[start of Excerpted records]

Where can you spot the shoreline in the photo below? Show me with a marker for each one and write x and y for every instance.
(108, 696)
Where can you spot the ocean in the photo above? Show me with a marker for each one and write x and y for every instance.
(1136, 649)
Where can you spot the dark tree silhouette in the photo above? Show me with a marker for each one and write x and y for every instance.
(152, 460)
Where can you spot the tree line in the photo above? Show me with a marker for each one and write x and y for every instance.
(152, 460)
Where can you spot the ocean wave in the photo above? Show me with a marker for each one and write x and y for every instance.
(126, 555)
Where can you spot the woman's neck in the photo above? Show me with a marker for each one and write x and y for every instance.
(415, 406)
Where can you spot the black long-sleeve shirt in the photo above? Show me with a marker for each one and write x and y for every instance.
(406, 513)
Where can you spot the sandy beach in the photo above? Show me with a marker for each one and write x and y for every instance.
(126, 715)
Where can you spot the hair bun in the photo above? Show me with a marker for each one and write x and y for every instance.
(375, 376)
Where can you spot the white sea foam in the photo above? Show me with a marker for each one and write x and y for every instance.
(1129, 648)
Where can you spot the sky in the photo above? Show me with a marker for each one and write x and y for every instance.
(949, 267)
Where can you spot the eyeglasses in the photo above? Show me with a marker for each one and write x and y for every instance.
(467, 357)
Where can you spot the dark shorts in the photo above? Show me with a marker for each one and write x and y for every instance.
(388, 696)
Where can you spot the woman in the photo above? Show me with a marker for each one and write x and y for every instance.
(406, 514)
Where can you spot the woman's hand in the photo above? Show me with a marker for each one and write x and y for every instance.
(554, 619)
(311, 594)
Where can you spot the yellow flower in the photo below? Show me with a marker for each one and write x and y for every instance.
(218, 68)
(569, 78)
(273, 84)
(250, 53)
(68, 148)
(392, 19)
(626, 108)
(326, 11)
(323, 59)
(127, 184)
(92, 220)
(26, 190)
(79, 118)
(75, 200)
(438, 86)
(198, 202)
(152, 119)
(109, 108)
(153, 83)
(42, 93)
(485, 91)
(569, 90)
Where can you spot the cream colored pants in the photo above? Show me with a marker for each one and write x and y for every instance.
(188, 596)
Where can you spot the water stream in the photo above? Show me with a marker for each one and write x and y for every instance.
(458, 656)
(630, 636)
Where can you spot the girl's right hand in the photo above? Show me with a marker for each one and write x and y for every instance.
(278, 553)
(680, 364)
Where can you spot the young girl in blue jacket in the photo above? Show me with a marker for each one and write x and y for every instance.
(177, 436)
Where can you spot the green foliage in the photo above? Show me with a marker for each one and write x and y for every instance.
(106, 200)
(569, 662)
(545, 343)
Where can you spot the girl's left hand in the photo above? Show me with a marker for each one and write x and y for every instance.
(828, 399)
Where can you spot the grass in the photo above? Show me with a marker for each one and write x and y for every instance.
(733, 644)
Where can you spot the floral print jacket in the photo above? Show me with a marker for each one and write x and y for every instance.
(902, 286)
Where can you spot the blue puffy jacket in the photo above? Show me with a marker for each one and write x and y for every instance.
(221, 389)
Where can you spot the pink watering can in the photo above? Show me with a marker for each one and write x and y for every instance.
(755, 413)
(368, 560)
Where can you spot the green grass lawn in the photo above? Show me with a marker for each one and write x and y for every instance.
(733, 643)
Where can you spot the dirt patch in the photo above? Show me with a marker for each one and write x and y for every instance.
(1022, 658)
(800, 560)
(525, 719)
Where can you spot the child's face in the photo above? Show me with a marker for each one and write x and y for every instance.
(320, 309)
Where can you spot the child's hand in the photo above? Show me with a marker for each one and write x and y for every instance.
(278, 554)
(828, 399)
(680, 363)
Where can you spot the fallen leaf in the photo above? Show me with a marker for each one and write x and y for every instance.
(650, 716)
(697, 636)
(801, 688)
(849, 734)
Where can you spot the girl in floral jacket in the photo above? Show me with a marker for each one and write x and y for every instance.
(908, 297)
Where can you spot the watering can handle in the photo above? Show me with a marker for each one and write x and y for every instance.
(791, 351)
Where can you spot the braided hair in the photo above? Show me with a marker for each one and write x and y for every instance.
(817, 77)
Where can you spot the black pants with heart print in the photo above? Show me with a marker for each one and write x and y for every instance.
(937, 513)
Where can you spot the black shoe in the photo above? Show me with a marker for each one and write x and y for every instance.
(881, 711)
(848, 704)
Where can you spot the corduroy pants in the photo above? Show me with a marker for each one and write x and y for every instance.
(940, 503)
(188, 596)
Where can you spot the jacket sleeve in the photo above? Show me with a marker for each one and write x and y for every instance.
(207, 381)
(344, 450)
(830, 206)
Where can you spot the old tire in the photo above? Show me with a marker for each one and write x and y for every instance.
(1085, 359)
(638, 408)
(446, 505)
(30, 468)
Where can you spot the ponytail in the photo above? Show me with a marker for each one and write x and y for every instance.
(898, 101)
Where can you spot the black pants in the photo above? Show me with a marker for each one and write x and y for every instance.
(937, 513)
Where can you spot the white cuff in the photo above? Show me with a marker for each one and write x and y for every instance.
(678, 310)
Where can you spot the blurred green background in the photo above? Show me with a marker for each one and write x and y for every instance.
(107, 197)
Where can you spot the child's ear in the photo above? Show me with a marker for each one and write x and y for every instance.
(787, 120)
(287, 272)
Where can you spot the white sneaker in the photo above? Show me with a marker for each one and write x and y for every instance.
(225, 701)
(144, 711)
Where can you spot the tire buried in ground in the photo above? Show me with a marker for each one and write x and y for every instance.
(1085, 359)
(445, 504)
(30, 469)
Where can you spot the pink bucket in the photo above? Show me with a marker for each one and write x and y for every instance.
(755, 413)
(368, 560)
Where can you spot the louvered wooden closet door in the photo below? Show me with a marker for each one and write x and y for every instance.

[end of Excerpted records]

= What is asked =
Using the entries above, please restate each one word for word.

= Response to this task =
Where can you spot the shoreline in the photo below? Show me with a marker for each one and write x and y for every instance.
(108, 696)
Where can you spot the ocean in the photo above? Show me with a marker for each one and write x and y for every instance.
(1136, 649)
Where can you spot the dark tree silhouette in the photo above? Show me with a marker for each one and write x and y for every instance.
(152, 460)
Where can you spot the tree line in the photo above? Show me with a marker for each one and write x and y for every instance.
(152, 460)
Where can you spot the ocean wave in the photo above? Show me with a marker for each one and write x and y for every instance.
(126, 555)
Where can you spot the woman's neck in the photo above? Show me with a marker for each one and write x and y for every instance.
(415, 406)
Where can you spot the black long-sleeve shirt in the photo above? Show me with a marker for each one and write x and y for every instance.
(406, 513)
Where can you spot the sandy beach in the photo above? Show me with a marker for each one and write x and y for every instance.
(126, 715)
Where can you spot the hair bun in the photo above? Show me with a marker for each one and write x and y for every instance.
(375, 376)
Where can you spot the white sea foam in the photo above? Show me with a marker for each one and write x and y for every instance.
(1129, 648)
Where can you spot the sky in the photo above? Show me with a marker for each one and write x and y for every instance.
(949, 267)
Where can you spot the eyeglasses in the photo above? Show me with a marker for each one and write x and y for every instance.
(467, 357)
Where can you spot the dark shorts in the photo above? Show me with a marker for each one and write x and y for every instance.
(388, 696)
Where can you spot the woman in the photo above? Show me with a marker for each one and write x and y for every instance.
(406, 514)
Where can you spot the woman's hand in the photo above? Show me with a marker for each one and write x and y for every instance.
(554, 619)
(311, 594)
Where can you spot the yellow flower in the photo below? Show me with a marker for each one and write x and y for every instance.
(218, 68)
(569, 78)
(273, 84)
(250, 53)
(68, 148)
(392, 19)
(626, 108)
(326, 11)
(323, 59)
(127, 184)
(92, 220)
(26, 190)
(79, 118)
(75, 200)
(438, 86)
(198, 202)
(152, 119)
(109, 108)
(153, 83)
(42, 93)
(485, 91)
(569, 90)
Where can you spot the cream colored pants in the photo above? Show me with a marker for each one and write x and y for every instance.
(188, 596)
Where can you spot the water stream in the photo above? Show me with a marker for each one and write x and y for every instance.
(458, 656)
(630, 636)
Where can you spot the girl's right hand in the photo above? Show me with a marker for each one and write x and y for every instance.
(278, 553)
(680, 364)
Where can you spot the young girl in blue jacket in the photo above? Show me with a marker for each one and write x and y for every instance.
(177, 436)
Where can you spot the green foliage in the photo above? Show me with a marker for each one and write x and y for every instance.
(106, 200)
(569, 662)
(545, 343)
Where can you spot the girl's left hand in the photo above? Show me with a marker for each one and write x and y for every instance.
(828, 399)
Where can you spot the grass in the photo above? Show me with a marker for each one and write x and y for every instance.
(733, 644)
Where can you spot the floral print jacket in the photo above? Show me with a marker for each one and write x and y for every instance.
(902, 286)
Where can you spot the blue puffy jacket in the photo above? Show me with a marker for each one and write x and y for every instance.
(221, 389)
Where can you spot the pink watering can in the photo above? Show me with a marker for each one and write x and y for every instance.
(755, 413)
(368, 560)
Where can you spot the green grass lawn in the photo above? Show me with a marker for each one and write x and y for every instance.
(733, 643)
Where can you spot the dirt patch in the photo above? Show me with a marker for each one and write x and y for every instance.
(1022, 658)
(800, 560)
(525, 719)
Where can you spot the child's face in the photo above? Show me with a marker for each one and write x and y for every instance.
(320, 309)
Where can you spot the child's hand in the photo above? Show me with a marker for each one and write x and y for every instance.
(278, 554)
(828, 399)
(680, 363)
Where can you spot the fallen leaf in the photo above? Show me with a marker for each one and write x and y for every instance.
(650, 716)
(697, 636)
(801, 688)
(849, 734)
Where can you spot the girl in floral jacket in the photo above? Show me with a marker for each one and write x and y for every instance.
(908, 297)
Where can you spot the watering can handle in the photo above? Show me with a marker for each one and write x and y for every instance.
(791, 351)
Where can you spot the braided hair in the photo above? Show me with a marker for each one and write x and y for every instance.
(817, 77)
Where can you spot the black pants with heart print in the photo above? Show me with a marker for each one and write x and y for every instance.
(937, 513)
Where can you spot the black shoe in the photo above? Show me with a marker for each one and write x and y for every instance.
(881, 711)
(848, 704)
Where can you spot the corduroy pants in the photo above? Show me with a marker for each one and write x and y for every instance.
(940, 503)
(188, 596)
Where can you spot the jacket sleeve in the photo above? Show me with a marker for each one and write x and y for every instance.
(207, 381)
(344, 450)
(830, 206)
Where can you spot the old tire in the photo above? Show me with a marker for each one and write x and y for every instance.
(1085, 359)
(638, 408)
(446, 505)
(30, 468)
Where can you spot the ponytail in the photo above? Show me with a marker for each one and write x and y for every instance.
(898, 101)
Where can you spot the black pants in the photo above? Show me with a marker for each one and write x and y for every instance.
(937, 513)
Where can you spot the white cuff in the photo above? Show me with a marker for each one and write x and y for every instance.
(678, 310)
Where can you spot the blurred green background in the photo above? Show me with a marker for each one and write x and y for every instance.
(107, 197)
Where can you spot the child's ear in the photo above? Show me with a marker for each one and write x and y for every instance.
(787, 120)
(287, 272)
Where can you spot the white sneaker in the photo above? Show me with a marker for each one and write x and y for every instance.
(225, 701)
(144, 711)
Where can you spot the tire buried in ground in the photo above? Show me with a marker for each one and write x and y for every instance.
(1085, 359)
(445, 504)
(30, 469)
Where can you spot the pink bucket in the photo above? Show me with a marker for each one and write x and y for every instance.
(755, 413)
(368, 560)
Where can you spot the louvered wooden closet door in the photo below? Show me with a marker for each one and write x and y for every instance.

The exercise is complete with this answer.